— START READING PASSAGE —

On Thu, Nov 06, 2025 at 09:49:01AM +0800, Yuwen Chen wrote:
> For block devices, sequential write performance is significantly
> better than random write. Currently, zram's write-back function
> only supports single-page operations, which fails to leverage
> the sequential write advantage and leads to suboptimal performance.
> 
> This patch implements multi-page batch write-back for zram to
> leverage sequential write performance of block devices.
> 
> After applying this patch, a large number of pages being merged
> into batch write operations can be observed via the following test
> code, which effectively improves write-back performance.
> 
> We used the following instructions to conduct a performance test
> on the write-back function of zram in the QEMU environment.

— END READING PASSAGE —

OBJECTIVES:
1. Sum up the zram write-back message in two sentences.
2. According to the zram write-back message, in what environment was the write-back performance test carried out?
3. Quote the zram write-back message starting at the words "On Thu, Nov" and stopping after "of block devices.".

— START SUPPLIED INFORMATION —

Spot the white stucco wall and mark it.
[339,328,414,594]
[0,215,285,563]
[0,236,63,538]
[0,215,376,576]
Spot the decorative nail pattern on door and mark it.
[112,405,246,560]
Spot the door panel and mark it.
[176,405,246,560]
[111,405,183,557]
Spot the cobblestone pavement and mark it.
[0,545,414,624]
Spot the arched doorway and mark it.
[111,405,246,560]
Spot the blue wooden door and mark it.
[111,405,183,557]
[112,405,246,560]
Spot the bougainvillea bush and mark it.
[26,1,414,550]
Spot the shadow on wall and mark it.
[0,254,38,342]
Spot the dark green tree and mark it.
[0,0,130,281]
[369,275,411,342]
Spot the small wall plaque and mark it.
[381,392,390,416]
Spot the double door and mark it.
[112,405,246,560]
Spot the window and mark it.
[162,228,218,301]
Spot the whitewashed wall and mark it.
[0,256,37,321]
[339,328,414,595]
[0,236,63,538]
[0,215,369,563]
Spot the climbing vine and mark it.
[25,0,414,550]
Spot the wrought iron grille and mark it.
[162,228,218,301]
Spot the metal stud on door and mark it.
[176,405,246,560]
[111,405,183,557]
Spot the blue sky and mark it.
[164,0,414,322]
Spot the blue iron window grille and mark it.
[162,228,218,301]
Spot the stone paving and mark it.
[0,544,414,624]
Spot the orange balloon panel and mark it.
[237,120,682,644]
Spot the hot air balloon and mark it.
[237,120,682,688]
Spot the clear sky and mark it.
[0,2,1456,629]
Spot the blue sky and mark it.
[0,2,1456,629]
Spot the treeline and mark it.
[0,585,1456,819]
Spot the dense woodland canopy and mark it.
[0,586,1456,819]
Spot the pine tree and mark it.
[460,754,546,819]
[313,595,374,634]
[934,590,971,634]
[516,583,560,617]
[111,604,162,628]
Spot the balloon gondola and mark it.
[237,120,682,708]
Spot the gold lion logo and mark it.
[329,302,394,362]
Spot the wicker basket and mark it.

— END SUPPLIED INFORMATION —

SOLUTIONS IN ORDER:
1. Block devices write much faster sequentially than randomly, but zram's write-back handles only one page at a time, so it misses that advantage and performs poorly. The patch adds multi-page batch write-back, which merges many pages into batch write operations and improves write-back performance.

2. In the QEMU environment.

3.
On Thu, Nov 06, 2025 at 09:49:01AM +0800, Yuwen Chen wrote:
> For block devices, sequential write performance is significantly
> better than random write. Currently, zram's write-back function
> only supports single-page operations, which fails to leverage
> the sequential write advantage and leads to suboptimal performance.
> 
> This patch implements multi-page batch write-back for zram to
> leverage sequential write performance of block devices.